• _EXERCISE DETAILS_
Lines below that hold the word "person" must be copied in full.

Source records
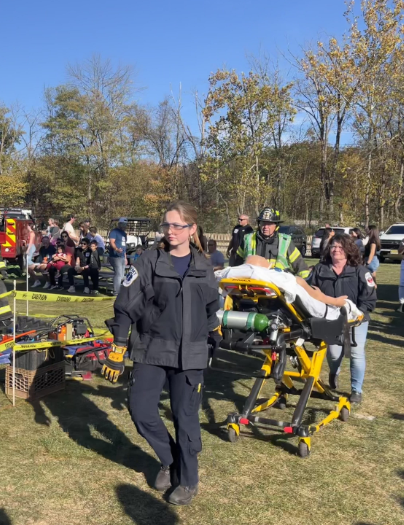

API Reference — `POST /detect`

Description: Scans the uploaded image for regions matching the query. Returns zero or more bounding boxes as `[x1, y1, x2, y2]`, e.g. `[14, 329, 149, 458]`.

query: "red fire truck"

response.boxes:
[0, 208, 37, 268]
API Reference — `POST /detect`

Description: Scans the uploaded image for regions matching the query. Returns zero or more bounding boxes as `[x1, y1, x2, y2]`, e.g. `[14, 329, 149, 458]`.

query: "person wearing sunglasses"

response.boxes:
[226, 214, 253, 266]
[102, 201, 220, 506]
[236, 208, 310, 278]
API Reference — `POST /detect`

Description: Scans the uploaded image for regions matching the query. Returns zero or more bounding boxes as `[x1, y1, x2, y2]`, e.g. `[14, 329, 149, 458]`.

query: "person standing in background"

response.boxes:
==
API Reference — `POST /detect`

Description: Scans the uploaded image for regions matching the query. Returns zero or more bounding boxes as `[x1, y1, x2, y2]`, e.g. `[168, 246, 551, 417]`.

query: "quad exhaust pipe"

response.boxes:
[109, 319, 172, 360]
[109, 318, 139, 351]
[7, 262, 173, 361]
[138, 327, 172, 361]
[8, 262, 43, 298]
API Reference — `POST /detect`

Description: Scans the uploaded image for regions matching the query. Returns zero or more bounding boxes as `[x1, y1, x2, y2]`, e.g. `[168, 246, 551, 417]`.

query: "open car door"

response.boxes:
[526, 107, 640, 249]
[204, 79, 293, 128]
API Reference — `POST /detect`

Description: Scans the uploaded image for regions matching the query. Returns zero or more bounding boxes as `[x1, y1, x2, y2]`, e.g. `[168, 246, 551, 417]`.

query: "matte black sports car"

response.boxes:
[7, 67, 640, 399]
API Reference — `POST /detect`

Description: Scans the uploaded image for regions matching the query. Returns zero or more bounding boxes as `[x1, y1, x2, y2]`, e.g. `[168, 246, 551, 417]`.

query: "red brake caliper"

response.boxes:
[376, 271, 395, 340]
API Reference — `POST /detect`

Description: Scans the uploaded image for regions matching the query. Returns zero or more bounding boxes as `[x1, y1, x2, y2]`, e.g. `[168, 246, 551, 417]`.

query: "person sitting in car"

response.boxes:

• _RESPONSE_
query: "person wearing sunglasses"
query: "person standing in background"
query: "person sitting in car"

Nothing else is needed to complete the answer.